# TASK TO CARRY OUT
In the data from the line containing "of the white" through the end, inclusive, replace "dry sandy ground" with "dusty ground" and give those lines again with nothing else changed.

Object location annotation data
◇ ◇ ◇ ◇ ◇

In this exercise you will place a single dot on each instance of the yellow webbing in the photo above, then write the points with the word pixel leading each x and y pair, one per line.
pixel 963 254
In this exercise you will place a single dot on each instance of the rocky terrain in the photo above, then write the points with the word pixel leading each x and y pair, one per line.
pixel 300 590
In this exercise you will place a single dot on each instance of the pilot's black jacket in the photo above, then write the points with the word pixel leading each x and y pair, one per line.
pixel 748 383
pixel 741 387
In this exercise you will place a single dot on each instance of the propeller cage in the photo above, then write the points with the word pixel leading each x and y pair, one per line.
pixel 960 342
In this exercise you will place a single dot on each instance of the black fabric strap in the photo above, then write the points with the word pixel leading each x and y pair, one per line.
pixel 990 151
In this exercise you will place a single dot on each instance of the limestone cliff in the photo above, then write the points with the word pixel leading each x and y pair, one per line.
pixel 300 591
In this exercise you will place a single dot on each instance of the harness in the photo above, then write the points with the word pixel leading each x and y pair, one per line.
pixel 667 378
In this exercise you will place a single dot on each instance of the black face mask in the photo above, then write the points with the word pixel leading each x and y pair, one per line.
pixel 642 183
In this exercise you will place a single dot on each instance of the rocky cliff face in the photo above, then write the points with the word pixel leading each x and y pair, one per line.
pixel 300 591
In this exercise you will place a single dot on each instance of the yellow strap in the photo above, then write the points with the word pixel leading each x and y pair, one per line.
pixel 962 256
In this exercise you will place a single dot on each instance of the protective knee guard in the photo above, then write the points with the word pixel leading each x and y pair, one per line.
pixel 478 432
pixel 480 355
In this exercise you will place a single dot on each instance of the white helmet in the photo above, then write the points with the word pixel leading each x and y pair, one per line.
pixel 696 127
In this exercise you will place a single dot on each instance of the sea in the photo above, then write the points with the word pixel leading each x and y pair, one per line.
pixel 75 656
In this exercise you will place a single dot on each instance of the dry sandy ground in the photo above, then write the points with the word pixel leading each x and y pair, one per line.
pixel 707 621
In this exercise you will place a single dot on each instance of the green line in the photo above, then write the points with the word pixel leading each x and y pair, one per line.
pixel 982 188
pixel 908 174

◇ ◇ ◇ ◇ ◇

# EXPECTED ANSWER
In this exercise you will place a single dot on each instance of the white helmet in the photo above, then write the points with the word pixel leading each x and y pair, one per line.
pixel 696 127
In this exercise you will place a single dot on each instance of the sea in the photo above, then write the points with the word pixel leading each x and y pair, one per line.
pixel 75 656
In this exercise you will place a single dot on each instance of the dusty ground in the photo above, then write the points with the word pixel leading each x and y pair, one per line.
pixel 707 621
In this exercise you will place a single dot on each instance of the green line in the photo above, then write the points with the word pixel leading each x and y pair, one per line.
pixel 982 188
pixel 908 174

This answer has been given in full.